__Exercise__.
Convert the items, from their first line through the line containing "(274, 378), (297, 395)" inclusive, into a JSON list of strings with one string per line, leaving out blank lines.

__Records provided__.
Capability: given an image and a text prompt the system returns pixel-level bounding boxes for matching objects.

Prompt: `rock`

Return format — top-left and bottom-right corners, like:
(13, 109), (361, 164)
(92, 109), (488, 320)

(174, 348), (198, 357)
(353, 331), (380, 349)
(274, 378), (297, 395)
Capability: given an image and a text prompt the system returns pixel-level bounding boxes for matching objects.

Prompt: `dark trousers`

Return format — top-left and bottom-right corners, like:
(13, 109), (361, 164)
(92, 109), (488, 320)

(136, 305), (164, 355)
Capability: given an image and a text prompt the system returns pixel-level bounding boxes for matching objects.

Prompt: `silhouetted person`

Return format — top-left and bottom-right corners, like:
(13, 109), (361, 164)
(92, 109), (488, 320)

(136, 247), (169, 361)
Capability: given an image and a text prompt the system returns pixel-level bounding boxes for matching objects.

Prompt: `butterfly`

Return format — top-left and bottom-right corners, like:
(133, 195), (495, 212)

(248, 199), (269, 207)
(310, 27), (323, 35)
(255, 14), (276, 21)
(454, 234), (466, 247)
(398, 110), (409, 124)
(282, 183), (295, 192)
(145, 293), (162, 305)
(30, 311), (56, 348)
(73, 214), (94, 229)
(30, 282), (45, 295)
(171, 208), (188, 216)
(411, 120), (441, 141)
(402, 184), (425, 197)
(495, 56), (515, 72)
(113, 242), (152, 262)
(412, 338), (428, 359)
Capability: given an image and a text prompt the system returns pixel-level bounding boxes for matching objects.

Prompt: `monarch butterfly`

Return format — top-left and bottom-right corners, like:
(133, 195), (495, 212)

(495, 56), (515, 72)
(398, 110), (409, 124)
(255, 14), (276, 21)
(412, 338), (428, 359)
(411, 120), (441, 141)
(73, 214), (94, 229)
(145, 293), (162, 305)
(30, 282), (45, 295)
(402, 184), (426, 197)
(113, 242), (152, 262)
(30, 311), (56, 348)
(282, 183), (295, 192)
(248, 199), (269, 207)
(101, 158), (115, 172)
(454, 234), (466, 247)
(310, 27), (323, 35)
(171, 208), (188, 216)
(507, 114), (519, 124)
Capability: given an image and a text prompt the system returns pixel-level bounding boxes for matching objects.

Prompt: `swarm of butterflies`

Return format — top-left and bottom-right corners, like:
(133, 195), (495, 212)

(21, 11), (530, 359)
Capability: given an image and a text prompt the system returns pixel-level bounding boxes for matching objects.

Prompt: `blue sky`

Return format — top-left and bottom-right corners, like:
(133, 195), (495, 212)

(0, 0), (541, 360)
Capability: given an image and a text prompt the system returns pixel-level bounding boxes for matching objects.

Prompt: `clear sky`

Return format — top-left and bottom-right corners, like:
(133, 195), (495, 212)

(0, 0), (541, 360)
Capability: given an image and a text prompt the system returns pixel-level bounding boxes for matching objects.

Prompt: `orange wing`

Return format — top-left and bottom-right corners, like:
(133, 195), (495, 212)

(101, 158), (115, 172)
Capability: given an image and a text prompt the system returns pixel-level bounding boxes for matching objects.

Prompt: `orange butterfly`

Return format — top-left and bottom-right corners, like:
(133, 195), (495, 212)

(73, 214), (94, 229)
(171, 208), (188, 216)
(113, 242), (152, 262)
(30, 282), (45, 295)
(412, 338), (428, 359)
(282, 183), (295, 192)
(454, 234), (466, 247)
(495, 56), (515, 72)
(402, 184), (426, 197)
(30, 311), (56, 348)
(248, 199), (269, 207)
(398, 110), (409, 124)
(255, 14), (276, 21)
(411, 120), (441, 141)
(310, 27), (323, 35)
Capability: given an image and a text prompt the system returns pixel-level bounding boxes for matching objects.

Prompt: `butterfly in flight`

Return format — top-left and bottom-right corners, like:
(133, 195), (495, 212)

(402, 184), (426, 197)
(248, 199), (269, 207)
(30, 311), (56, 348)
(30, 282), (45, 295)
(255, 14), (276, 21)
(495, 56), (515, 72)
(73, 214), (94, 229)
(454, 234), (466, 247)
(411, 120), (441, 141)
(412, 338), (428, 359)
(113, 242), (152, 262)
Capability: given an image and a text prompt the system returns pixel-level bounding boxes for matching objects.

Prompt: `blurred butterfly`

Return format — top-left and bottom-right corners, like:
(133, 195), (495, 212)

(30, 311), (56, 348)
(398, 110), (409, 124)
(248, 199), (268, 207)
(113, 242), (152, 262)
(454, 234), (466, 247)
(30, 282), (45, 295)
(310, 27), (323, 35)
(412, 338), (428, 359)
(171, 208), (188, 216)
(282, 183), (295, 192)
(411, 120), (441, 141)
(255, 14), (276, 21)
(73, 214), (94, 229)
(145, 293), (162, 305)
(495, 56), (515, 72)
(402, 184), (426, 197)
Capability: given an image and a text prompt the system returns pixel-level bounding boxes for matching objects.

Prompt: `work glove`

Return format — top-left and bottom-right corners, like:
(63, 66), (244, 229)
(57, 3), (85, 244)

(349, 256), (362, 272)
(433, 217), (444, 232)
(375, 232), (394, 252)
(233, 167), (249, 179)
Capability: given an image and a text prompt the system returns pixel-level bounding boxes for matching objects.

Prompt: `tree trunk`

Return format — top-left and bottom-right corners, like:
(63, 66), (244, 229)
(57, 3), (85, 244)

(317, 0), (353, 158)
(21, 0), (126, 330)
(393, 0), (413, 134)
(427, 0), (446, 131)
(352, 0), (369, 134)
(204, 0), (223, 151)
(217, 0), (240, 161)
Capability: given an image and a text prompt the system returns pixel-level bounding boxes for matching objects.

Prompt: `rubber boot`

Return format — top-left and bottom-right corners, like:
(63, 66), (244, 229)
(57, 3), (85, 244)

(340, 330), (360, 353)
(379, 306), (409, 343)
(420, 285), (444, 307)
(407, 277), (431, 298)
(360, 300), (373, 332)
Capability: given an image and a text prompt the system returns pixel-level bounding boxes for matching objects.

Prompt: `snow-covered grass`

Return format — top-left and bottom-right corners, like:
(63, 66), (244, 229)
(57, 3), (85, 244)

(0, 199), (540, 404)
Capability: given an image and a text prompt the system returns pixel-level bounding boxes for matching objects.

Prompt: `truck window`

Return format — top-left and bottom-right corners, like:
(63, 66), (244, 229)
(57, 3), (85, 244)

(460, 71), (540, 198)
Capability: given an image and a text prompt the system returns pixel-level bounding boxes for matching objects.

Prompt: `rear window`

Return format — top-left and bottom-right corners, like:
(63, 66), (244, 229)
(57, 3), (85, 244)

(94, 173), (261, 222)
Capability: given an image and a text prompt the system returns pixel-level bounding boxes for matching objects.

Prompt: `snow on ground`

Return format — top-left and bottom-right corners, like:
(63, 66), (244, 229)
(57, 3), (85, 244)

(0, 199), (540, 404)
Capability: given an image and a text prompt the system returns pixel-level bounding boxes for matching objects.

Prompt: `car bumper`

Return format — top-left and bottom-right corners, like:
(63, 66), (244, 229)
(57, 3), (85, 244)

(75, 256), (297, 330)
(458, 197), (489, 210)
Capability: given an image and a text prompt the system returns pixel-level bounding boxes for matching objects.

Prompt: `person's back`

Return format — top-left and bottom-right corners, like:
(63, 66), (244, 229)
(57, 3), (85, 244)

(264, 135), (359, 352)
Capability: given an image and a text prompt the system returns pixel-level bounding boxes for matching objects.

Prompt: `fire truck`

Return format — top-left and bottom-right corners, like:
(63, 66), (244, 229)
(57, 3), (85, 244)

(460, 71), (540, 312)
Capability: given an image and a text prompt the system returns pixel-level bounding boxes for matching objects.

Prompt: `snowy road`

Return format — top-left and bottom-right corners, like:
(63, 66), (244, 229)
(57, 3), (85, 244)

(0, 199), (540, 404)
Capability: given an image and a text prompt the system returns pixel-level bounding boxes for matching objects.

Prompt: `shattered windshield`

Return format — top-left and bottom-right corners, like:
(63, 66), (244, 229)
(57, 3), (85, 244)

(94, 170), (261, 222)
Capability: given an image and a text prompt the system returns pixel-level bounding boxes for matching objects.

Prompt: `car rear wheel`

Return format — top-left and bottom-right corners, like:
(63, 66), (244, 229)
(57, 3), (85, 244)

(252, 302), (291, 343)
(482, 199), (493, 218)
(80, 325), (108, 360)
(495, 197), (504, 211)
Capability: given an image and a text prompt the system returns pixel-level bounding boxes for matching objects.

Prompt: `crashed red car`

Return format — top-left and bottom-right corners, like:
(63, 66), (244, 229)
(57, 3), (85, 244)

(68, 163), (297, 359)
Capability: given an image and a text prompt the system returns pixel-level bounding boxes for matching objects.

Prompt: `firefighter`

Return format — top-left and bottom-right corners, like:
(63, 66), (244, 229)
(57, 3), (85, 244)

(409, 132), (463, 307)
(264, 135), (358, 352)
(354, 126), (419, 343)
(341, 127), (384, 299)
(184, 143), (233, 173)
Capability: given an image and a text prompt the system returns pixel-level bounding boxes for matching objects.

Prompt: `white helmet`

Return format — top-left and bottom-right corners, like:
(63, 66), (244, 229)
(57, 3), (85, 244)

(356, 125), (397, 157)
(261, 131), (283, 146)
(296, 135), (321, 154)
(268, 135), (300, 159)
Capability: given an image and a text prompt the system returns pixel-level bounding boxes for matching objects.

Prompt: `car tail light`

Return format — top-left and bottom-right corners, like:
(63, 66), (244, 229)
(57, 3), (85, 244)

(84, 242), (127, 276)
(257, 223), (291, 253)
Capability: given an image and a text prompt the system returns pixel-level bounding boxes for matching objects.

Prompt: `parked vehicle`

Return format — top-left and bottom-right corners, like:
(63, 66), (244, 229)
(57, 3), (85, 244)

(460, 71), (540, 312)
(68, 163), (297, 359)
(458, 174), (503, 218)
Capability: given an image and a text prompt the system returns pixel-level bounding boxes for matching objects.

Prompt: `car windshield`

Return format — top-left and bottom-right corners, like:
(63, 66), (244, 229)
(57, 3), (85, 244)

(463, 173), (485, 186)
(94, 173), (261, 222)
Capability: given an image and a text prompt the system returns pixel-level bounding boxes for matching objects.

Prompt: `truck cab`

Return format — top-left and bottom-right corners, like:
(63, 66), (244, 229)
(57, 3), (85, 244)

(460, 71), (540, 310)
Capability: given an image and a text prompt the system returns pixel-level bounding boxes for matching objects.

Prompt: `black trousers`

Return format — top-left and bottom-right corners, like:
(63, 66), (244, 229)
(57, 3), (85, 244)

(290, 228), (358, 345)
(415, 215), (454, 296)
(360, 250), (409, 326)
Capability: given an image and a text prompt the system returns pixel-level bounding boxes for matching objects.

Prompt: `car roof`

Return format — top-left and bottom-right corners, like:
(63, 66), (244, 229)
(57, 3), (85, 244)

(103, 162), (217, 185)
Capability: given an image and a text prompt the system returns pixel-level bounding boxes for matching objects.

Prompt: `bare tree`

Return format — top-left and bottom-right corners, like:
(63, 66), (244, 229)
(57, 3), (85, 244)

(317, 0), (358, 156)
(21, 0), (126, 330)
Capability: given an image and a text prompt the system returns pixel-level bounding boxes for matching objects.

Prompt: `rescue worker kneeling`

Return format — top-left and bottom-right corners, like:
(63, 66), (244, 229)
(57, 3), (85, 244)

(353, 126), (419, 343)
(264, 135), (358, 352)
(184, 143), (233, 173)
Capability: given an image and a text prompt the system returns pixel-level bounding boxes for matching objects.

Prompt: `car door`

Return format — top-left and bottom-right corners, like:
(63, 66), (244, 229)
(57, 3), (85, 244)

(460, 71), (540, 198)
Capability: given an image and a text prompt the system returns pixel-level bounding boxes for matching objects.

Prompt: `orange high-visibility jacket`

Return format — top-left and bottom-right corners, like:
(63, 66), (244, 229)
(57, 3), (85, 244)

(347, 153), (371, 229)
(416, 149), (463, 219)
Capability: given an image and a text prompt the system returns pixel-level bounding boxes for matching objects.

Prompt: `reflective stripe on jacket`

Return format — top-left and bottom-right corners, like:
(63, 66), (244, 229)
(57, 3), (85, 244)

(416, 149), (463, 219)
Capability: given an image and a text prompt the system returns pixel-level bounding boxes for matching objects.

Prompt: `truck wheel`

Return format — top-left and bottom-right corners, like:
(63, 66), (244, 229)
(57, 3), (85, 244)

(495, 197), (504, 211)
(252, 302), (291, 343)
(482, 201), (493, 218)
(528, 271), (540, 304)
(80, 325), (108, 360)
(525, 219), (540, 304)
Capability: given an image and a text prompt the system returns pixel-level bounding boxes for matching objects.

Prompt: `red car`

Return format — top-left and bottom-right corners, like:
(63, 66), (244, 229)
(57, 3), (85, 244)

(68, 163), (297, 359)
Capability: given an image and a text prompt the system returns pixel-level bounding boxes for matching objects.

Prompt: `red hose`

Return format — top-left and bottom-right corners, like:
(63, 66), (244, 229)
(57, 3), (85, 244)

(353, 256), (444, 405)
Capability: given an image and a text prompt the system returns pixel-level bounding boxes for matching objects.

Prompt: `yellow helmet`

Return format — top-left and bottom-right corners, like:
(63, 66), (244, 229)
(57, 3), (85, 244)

__Correct output__.
[
  "Capability: given an image and a text prompt the system returns pixel-level bounding boxes for matching objects.",
  "Prompt: `rock`",
  "Return format — top-left and bottom-right corners, like:",
  "(13, 109), (361, 164)",
  "(92, 109), (488, 320)",
  "(174, 348), (198, 357)",
  "(353, 331), (380, 349)",
  "(274, 378), (297, 395)"
]